(Dataset extract)
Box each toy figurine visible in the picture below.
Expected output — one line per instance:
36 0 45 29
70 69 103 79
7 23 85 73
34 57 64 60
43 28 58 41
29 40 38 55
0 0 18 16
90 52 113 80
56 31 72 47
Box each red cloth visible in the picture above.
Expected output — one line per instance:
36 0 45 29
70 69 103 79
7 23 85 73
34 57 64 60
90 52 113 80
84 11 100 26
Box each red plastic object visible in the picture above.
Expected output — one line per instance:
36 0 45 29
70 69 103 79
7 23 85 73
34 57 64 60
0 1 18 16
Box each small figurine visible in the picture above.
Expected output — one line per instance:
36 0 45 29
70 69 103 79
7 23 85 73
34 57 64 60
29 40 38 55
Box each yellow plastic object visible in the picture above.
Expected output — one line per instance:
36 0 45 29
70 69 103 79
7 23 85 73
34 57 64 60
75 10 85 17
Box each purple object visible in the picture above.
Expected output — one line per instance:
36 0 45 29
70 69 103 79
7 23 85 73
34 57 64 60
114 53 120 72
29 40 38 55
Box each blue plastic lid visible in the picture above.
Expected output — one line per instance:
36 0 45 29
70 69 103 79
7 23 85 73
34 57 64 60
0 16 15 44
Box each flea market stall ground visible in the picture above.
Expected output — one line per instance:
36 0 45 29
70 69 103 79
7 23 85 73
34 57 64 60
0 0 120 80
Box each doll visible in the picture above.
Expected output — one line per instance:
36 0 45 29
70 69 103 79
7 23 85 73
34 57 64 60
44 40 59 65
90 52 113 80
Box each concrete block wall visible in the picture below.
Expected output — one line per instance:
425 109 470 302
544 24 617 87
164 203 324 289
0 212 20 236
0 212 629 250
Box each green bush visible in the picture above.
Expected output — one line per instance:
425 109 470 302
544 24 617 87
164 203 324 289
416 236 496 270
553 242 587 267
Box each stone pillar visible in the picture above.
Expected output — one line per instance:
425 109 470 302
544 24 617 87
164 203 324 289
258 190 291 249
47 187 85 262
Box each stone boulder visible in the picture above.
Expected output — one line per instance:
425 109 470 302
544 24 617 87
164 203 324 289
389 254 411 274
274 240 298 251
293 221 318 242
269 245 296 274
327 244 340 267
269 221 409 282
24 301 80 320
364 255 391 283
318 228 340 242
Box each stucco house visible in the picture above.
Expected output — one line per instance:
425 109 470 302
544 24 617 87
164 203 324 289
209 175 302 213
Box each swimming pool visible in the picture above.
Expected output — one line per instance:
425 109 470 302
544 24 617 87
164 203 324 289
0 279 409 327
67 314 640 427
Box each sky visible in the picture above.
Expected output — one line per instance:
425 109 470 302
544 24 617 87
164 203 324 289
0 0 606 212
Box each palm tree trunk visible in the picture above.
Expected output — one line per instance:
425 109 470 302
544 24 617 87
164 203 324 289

(Goal)
Reproduce every record above verbatim, line for line, with no characters changed, added, or omitted.

(Written solution)
Box each toy figurine visible in the picture below.
Expected output — one line per instance:
36 0 45 29
70 69 103 79
7 23 85 73
34 57 64 60
43 28 58 41
29 40 38 55
0 0 18 16
90 52 113 80
56 31 72 47
Box each red cloth visible in the picture above.
Expected output — one line per instance:
36 0 45 29
70 69 103 79
7 23 85 73
34 57 64 60
90 52 113 80
84 11 100 26
Box each red plastic object visible in the picture above.
Expected output — one line per instance:
36 0 45 29
70 69 103 79
7 23 85 73
34 57 64 60
0 1 18 16
Box each small figurine visible in the picture above.
Expected output — one line per instance:
36 0 45 29
70 69 103 79
7 23 85 73
34 57 64 60
29 40 38 55
Box each yellow plastic object visible in the picture above.
Expected output — one line per instance:
36 0 45 29
70 69 103 79
7 23 85 73
34 57 64 60
75 10 85 17
Box each purple object visible in the picture above.
Expected output — one line per instance:
36 0 45 29
70 69 103 79
7 23 85 73
34 57 64 60
114 53 120 72
29 40 38 55
Box each blue plastic lid visible in the picture above.
Expected output — one line per instance:
36 0 45 29
70 69 103 79
7 23 85 73
34 57 64 60
0 16 15 44
Box each flea market stall ground visible in the picture above.
Expected output — one line per instance:
36 0 45 29
70 69 103 79
7 23 85 73
34 57 64 60
0 0 120 80
Box each doll visible in the picture above.
Expected output — one line per instance:
36 0 45 29
70 69 103 79
7 23 85 73
34 57 64 60
44 40 59 65
90 52 113 80
Box each concrete block wall visible in the picture below.
Expected output — one line per instance:
425 109 470 302
544 24 617 87
164 203 324 289
0 212 20 236
0 212 629 250
Box each green bush visible in the picture above.
Expected output — one line per instance:
425 109 470 302
544 24 617 87
164 203 324 289
416 236 496 270
553 242 587 267
Box each stone pillar visible in the picture above.
Expected output — one line per instance:
425 109 470 302
544 24 617 87
164 203 324 289
258 190 291 249
47 187 85 262
Box each stone boulder visible in the picture above.
Expected output — one line per instance:
425 109 470 302
544 24 617 87
164 203 324 289
389 254 411 274
274 240 298 251
293 221 318 242
269 245 296 274
327 244 340 267
269 221 409 282
24 301 80 320
364 255 391 283
318 228 340 242
Box each stucco house visible in the picture above.
Expected output — one line per instance:
425 109 470 302
544 24 617 87
164 203 324 289
209 175 302 213
Box each swimming pool visible in the picture above.
Expected output — one line per instance:
425 109 470 302
544 24 617 87
164 203 324 289
0 279 409 327
67 314 640 427
Box each sky visible in the picture above.
Expected output — one line per instance:
425 109 470 302
544 24 617 87
164 203 324 289
0 0 606 212
Box each palm tree trunk visible in the picture above.
Expected output — one line per instance:
425 109 470 302
544 24 617 87
164 203 324 289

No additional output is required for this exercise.